» Supplied data
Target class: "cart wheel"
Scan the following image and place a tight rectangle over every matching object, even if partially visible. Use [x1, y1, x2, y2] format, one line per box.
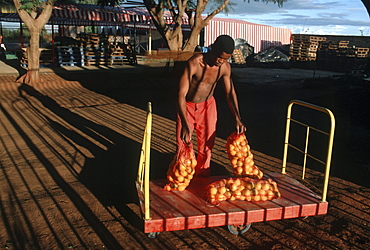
[227, 223, 252, 235]
[148, 232, 159, 239]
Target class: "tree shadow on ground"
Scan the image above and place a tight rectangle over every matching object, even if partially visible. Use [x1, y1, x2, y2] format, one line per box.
[19, 84, 172, 246]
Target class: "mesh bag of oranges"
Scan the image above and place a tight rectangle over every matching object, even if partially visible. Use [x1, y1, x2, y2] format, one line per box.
[226, 132, 263, 179]
[206, 177, 281, 205]
[164, 143, 197, 191]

» Task statement
Turn every line of the items above into a JSON list of strings, one string per line, with blank lines dropped and the pictures left out.

» The output
[
  "Target class: \"cart wheel\"",
  "Scan the following image and place a tight rectangle over every matching object, even if partially visible. Use [x1, y1, x2, y2] format, one line per box.",
  "[227, 223, 252, 235]",
  "[148, 232, 159, 239]",
  "Target class: \"tree shadow on ground\"",
  "Scan the image above and place a tight rectangle over every matching object, even if partially visible. Use [x1, y1, x2, y2] format, one line per box.",
  "[19, 84, 172, 246]",
  "Target class: \"mesh bag of oranges\"",
  "Scan the image above and place a tight rectangle over every matching object, even if partially visible. Use [x1, y1, x2, y2] format, one line per box.",
  "[226, 132, 263, 179]",
  "[206, 177, 281, 205]",
  "[164, 143, 197, 191]"
]